[DATASET RECORDS]

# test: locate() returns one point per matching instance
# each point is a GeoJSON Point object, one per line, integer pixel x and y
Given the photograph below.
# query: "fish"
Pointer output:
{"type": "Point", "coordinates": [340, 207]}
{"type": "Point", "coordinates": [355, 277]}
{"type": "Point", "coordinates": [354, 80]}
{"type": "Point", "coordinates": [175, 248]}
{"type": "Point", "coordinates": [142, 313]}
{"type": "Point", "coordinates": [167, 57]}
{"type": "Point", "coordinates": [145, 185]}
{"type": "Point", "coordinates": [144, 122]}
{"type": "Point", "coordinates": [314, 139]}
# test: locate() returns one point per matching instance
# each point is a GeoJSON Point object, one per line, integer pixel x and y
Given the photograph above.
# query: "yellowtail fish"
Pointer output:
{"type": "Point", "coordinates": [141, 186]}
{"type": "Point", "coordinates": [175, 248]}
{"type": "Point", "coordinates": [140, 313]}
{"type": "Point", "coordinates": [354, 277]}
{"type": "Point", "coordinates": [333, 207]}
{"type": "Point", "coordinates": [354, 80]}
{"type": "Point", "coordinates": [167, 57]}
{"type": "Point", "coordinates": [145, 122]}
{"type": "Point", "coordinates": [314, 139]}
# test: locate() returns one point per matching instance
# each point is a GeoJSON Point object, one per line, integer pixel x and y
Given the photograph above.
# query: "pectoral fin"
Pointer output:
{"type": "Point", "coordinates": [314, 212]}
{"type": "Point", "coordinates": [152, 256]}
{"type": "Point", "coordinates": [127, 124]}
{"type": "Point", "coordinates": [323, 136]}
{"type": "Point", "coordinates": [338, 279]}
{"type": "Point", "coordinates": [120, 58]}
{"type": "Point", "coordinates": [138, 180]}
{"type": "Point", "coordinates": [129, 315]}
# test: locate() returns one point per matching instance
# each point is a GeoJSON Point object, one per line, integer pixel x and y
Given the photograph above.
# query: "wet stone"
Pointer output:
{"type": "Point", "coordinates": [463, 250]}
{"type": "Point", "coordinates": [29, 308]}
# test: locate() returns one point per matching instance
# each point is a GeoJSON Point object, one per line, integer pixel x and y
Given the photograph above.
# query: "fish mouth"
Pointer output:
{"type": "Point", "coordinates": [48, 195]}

[/DATASET RECORDS]

** EXERCISE PROMPT **
All lines of the records above that contain the word "fish" are to be copied out.

** EXERCISE OUTPUT **
# query: "fish"
# query: "yellowtail fish"
# query: "fish mouth"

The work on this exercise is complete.